• **WHAT YOU SHOULD DO**:
All lines from the one with "mark the limestone" through the end of the records below are to be given again exactly, and nothing else.

########################################

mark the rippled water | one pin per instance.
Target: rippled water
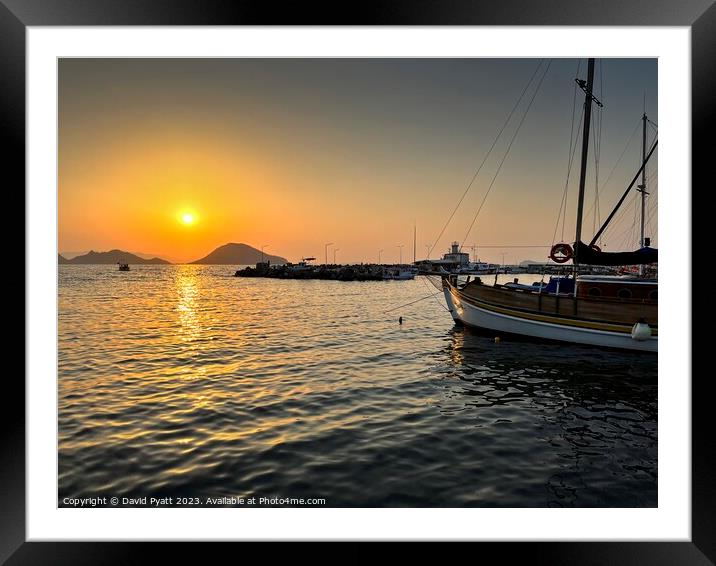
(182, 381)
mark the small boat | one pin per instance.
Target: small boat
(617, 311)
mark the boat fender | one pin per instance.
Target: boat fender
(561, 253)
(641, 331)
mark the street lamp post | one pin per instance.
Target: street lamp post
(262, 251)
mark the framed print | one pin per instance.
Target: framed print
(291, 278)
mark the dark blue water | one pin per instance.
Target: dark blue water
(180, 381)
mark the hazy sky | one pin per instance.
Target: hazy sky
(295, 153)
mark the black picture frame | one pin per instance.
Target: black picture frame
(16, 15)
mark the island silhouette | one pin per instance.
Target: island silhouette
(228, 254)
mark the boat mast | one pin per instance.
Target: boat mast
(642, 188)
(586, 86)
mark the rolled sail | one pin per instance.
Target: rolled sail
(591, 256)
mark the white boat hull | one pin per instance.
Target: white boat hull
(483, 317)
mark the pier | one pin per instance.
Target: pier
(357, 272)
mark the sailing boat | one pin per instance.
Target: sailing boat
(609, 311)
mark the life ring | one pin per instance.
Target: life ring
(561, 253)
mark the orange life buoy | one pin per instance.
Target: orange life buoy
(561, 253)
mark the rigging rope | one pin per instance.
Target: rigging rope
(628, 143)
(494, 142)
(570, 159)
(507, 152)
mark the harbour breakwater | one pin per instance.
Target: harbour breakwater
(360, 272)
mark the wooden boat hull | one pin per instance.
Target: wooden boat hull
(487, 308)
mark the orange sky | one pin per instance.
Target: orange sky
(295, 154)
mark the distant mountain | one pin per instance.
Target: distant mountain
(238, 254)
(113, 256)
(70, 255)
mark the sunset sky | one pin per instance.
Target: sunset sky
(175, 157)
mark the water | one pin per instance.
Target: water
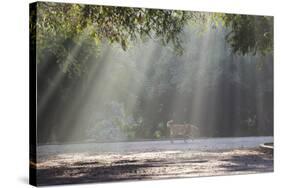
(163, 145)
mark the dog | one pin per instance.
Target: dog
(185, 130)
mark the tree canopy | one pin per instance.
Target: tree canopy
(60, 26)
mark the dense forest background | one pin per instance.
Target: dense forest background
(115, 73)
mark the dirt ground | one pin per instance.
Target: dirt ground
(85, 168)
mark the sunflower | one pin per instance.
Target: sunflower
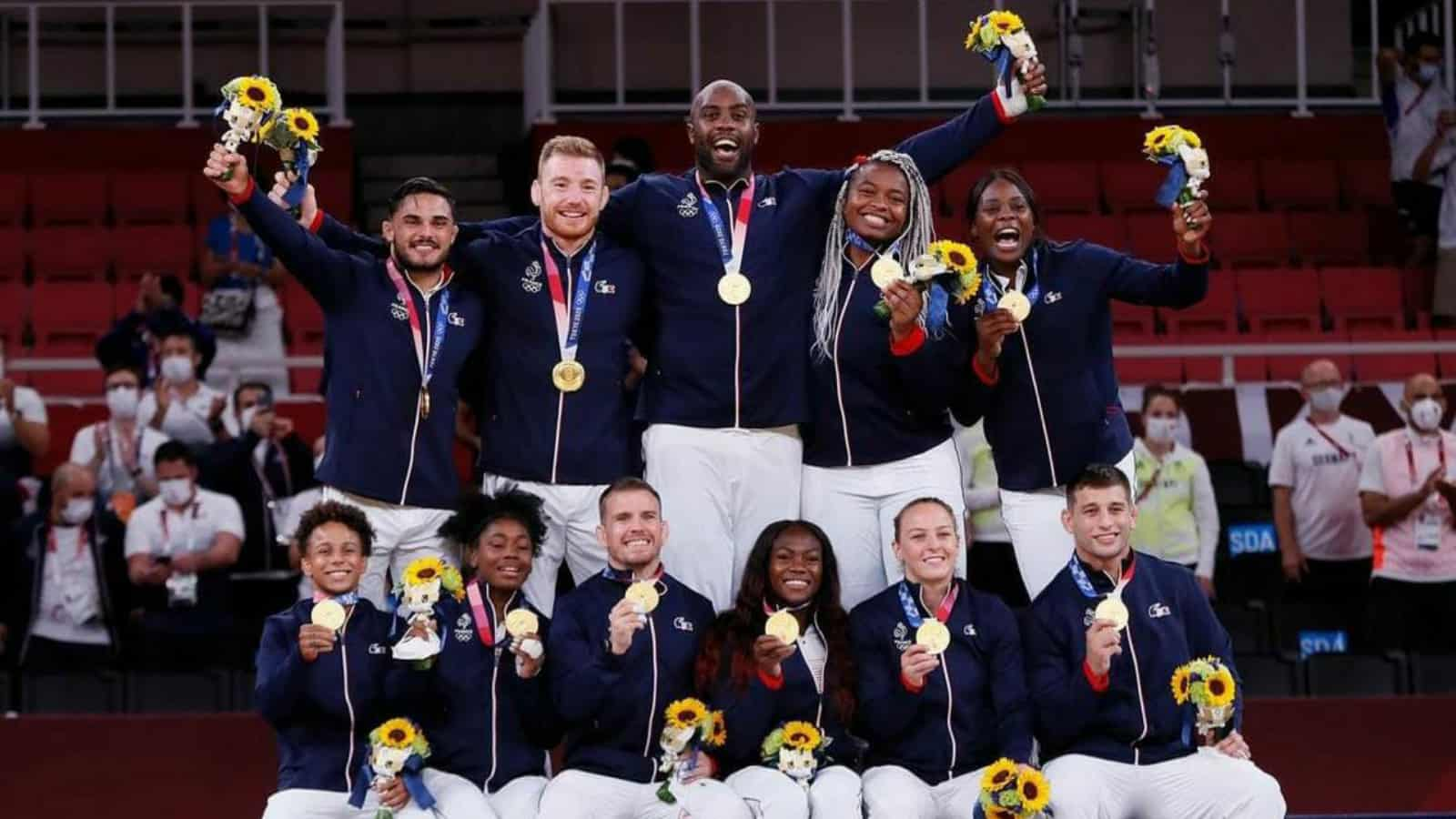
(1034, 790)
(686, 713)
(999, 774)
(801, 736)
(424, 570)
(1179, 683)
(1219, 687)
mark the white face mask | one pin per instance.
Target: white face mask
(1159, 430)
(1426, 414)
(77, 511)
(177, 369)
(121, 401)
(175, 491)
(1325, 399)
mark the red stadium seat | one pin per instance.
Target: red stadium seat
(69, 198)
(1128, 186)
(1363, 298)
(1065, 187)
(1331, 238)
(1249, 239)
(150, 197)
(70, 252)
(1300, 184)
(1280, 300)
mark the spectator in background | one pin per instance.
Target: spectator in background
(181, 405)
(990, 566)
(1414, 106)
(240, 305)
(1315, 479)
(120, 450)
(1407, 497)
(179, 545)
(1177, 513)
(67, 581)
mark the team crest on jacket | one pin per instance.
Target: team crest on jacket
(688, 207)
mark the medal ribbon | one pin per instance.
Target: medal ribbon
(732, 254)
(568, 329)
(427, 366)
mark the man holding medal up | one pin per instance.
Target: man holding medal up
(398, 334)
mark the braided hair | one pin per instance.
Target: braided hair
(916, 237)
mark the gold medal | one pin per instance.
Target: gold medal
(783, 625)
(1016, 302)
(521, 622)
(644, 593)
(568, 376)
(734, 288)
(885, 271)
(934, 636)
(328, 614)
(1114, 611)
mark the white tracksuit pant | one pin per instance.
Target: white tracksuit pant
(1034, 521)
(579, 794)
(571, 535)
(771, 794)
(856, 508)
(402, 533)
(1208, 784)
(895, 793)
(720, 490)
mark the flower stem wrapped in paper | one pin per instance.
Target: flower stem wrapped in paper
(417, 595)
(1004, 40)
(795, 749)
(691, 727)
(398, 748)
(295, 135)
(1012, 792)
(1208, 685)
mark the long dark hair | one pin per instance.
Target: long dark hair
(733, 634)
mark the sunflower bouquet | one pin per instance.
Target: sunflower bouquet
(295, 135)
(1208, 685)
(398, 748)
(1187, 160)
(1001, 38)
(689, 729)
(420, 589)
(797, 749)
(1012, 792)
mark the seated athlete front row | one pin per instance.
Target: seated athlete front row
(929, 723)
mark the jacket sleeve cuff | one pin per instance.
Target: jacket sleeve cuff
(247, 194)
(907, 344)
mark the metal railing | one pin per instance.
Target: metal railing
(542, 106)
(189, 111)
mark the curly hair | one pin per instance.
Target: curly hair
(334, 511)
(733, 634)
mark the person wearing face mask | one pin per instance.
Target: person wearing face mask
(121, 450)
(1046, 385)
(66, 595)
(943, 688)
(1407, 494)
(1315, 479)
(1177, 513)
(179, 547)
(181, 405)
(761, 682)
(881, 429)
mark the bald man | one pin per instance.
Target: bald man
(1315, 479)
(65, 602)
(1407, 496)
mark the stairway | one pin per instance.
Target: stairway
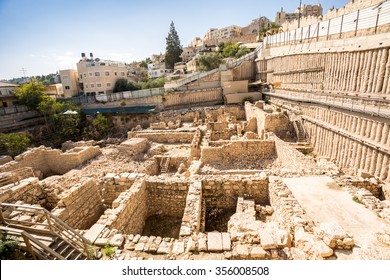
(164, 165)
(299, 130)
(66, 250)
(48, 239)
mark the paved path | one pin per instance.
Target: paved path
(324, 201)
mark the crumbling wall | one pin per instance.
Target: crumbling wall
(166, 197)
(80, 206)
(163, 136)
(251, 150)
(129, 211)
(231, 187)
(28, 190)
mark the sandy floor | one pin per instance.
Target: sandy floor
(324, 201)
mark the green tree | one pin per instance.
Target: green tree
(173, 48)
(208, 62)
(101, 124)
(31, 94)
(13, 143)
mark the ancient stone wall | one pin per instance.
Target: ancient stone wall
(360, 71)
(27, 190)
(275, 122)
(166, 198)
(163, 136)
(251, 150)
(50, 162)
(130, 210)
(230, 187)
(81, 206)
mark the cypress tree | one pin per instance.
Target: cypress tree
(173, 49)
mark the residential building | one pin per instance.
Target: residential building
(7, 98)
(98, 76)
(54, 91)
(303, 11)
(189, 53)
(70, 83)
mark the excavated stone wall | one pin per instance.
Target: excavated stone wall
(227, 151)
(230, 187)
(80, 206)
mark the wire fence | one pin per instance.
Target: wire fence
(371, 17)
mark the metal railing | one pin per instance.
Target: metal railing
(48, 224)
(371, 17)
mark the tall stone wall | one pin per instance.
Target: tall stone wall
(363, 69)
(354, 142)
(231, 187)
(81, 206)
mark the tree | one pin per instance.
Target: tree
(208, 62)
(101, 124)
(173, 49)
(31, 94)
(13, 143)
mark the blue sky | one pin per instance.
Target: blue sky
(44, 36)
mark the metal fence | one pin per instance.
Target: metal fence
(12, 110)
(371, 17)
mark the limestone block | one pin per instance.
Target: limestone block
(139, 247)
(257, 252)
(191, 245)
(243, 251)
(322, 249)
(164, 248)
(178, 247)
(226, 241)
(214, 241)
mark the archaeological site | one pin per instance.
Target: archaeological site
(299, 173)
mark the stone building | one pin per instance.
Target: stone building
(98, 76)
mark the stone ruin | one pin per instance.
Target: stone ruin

########################################

• **SOLUTION TO THE EXERCISE**:
mark the limestone block | one pin per instance.
Target: limestone block
(139, 247)
(257, 252)
(191, 245)
(243, 251)
(322, 249)
(164, 248)
(178, 247)
(226, 241)
(214, 241)
mark the archaeological site | one pin per instance.
Target: archaeological site
(299, 173)
mark the stone building | one pin per instance.
Target: stone building
(98, 76)
mark the stone ruin | one pin per instance.
Target: stone ruin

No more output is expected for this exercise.